Task instructions:
Copy each record below without changing a single word.

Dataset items
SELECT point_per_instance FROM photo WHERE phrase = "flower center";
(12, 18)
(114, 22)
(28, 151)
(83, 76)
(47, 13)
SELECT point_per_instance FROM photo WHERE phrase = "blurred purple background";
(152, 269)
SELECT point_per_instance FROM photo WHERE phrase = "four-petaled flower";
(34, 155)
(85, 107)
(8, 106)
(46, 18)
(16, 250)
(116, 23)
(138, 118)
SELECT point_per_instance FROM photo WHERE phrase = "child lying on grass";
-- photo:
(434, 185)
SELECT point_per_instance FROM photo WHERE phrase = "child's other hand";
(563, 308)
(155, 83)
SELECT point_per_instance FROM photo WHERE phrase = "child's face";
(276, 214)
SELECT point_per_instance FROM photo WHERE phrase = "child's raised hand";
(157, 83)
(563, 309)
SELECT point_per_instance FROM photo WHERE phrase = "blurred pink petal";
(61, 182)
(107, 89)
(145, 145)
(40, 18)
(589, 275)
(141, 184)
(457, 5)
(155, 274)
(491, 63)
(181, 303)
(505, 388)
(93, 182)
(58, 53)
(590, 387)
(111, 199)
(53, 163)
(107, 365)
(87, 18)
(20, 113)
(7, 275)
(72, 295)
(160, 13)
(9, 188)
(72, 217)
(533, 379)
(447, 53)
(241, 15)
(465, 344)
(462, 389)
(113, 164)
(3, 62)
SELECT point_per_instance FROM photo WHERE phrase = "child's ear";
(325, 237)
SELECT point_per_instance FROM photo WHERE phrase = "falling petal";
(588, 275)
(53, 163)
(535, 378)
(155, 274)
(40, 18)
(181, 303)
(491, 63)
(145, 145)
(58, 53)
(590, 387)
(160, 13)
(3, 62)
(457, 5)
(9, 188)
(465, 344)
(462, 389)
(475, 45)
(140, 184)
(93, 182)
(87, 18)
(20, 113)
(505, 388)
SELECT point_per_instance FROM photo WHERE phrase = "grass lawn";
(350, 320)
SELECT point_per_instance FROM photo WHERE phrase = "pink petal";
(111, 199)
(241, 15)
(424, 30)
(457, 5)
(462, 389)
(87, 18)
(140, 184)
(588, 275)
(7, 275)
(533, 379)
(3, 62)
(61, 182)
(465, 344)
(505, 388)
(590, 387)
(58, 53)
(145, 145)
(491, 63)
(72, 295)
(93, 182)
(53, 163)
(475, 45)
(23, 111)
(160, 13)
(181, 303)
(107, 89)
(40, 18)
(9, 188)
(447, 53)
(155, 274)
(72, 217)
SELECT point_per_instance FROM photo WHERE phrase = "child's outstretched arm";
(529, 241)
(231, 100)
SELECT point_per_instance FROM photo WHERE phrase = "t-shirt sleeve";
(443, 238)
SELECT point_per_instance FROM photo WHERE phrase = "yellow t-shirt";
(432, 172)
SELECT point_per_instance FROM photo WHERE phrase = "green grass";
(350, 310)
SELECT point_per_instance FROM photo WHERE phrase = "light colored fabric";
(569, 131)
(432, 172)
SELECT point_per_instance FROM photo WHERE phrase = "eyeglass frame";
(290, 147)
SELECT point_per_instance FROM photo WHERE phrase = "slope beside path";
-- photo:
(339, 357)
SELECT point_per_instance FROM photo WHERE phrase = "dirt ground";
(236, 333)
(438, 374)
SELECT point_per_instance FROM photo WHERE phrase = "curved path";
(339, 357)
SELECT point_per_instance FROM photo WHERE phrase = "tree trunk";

Solution to the problem:
SELECT point_per_instance FROM photo WHERE phrase = "flower center";
(12, 18)
(114, 22)
(28, 151)
(83, 76)
(47, 13)
SELECT point_per_instance FROM photo WHERE phrase = "blurred purple background";
(152, 269)
SELECT point_per_instance FROM photo WHERE phrase = "four-petaled flower";
(34, 155)
(85, 107)
(8, 106)
(46, 18)
(16, 250)
(116, 23)
(138, 118)
SELECT point_per_instance FROM photo WHERE phrase = "child lying on grass";
-- photo:
(434, 185)
SELECT point_per_instance FROM photo WHERE phrase = "child's other hand";
(563, 308)
(155, 83)
SELECT point_per_instance FROM photo WHERE phrase = "child's face";
(276, 214)
SELECT point_per_instance FROM photo WHERE phrase = "child's raised hand";
(157, 83)
(563, 309)
SELECT point_per_instance FROM photo WHERE phrase = "blurred pink petal";
(61, 182)
(107, 89)
(145, 145)
(40, 18)
(589, 275)
(141, 184)
(457, 5)
(155, 274)
(491, 63)
(181, 303)
(505, 388)
(93, 182)
(58, 53)
(590, 387)
(111, 199)
(53, 163)
(107, 365)
(87, 18)
(20, 113)
(7, 275)
(72, 295)
(160, 13)
(9, 188)
(72, 217)
(533, 379)
(447, 53)
(241, 15)
(465, 344)
(462, 389)
(113, 164)
(3, 62)
SELECT point_per_instance FROM photo WHERE phrase = "child's ear";
(325, 237)
SELECT point_per_instance FROM photo WHERE phrase = "falling petal";
(588, 275)
(53, 163)
(535, 378)
(155, 274)
(40, 18)
(181, 303)
(491, 63)
(145, 145)
(58, 53)
(590, 387)
(160, 13)
(3, 62)
(457, 5)
(9, 188)
(465, 344)
(462, 389)
(475, 45)
(140, 184)
(93, 182)
(87, 18)
(20, 113)
(505, 388)
SELECT point_per_instance FROM photo WHERE phrase = "grass lawn";
(350, 320)
SELECT point_per_instance FROM photo WHERE phrase = "pink petal";
(111, 199)
(241, 15)
(424, 30)
(457, 5)
(462, 389)
(87, 18)
(140, 184)
(588, 275)
(7, 275)
(533, 379)
(3, 62)
(61, 182)
(465, 344)
(505, 388)
(590, 387)
(58, 53)
(145, 145)
(491, 63)
(72, 295)
(93, 182)
(53, 163)
(475, 45)
(23, 111)
(160, 13)
(181, 303)
(107, 89)
(40, 18)
(9, 188)
(447, 53)
(155, 274)
(72, 217)
SELECT point_per_instance FROM photo WHERE phrase = "child's outstretched arm";
(529, 241)
(231, 100)
SELECT point_per_instance FROM photo WHERE phrase = "t-shirt sleeve";
(443, 238)
SELECT point_per_instance FROM photo WHERE phrase = "yellow t-shirt";
(432, 172)
SELECT point_per_instance FROM photo WHERE phrase = "green grass";
(350, 310)
SELECT point_per_instance FROM photo WHERE phrase = "light colored fabric";
(569, 131)
(432, 172)
SELECT point_per_instance FROM photo WHERE phrase = "eyeglass frame";
(290, 147)
SELECT point_per_instance FROM photo WHERE phrase = "slope beside path";
-- photo:
(339, 357)
SELECT point_per_instance FROM photo WHERE phrase = "dirt ground";
(236, 333)
(438, 374)
SELECT point_per_instance FROM photo WHERE phrase = "curved path";
(339, 357)
SELECT point_per_instance FROM photo WHERE phrase = "tree trunk";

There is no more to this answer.